• TASK
Could you reproduce, word for word, the lines in the records below from the line with "the car windshield" up to and including the line with "pixel 55 47"?

• DATA SHOWN

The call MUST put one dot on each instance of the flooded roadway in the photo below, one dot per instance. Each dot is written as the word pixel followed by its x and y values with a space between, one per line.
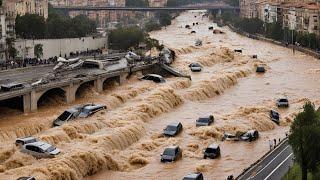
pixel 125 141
...
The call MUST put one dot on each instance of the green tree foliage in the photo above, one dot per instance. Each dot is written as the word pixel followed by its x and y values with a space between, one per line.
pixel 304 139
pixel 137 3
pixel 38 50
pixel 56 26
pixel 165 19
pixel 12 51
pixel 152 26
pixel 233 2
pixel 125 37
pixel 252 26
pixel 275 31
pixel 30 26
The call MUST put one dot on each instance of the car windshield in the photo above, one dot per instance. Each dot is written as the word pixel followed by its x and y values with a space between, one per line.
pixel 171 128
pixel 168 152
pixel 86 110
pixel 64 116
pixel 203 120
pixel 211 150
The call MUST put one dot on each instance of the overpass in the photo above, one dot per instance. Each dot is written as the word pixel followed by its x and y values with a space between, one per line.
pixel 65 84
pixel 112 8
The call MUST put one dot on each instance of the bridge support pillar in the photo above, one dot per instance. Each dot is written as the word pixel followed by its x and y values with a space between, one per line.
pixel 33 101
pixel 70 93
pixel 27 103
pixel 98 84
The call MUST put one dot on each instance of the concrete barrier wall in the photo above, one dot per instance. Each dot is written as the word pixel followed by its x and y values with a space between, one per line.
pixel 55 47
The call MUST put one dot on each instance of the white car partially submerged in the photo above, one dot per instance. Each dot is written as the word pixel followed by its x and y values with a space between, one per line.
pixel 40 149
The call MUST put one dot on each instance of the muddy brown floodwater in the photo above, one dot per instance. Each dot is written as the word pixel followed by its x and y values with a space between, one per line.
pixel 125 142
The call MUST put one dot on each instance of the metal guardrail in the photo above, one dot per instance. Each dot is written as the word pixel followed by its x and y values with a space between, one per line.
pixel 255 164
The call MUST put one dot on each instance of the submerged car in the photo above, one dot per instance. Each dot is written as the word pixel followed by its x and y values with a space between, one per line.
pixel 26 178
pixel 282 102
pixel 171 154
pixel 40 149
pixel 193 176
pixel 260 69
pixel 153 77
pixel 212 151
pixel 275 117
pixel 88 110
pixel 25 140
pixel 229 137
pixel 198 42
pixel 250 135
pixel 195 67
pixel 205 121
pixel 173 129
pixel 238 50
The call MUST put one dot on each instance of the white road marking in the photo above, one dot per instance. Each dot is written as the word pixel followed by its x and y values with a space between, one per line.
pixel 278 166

• RESPONSE FOR THIS EXERCISE
The call MUST put one dot on each instance of the car windshield in the photo above, one dot per instance. Each dot is written as the word pixel followed by its x and y values with a space between, one per line.
pixel 171 128
pixel 168 152
pixel 86 110
pixel 64 116
pixel 203 120
pixel 211 150
The call MUST put one dot on each instance of the overpass in the photo above, one dot per instance. Each dot is written as the word pixel followed by its x and y values with a space between, one per line.
pixel 65 84
pixel 112 8
The call MUST put one dot on each instance of the bridge support pillar in the photo above, one dot per instance. Each dot is written as the word pixel followed by its x and y values with a space between, one per line.
pixel 33 101
pixel 70 93
pixel 27 103
pixel 98 84
The call MUST put one dot on each instance of the concrete barrier wall in the photo above, one dot per instance. Each dot is written as the word pixel followed by its x and y values with a space between, one per line.
pixel 55 47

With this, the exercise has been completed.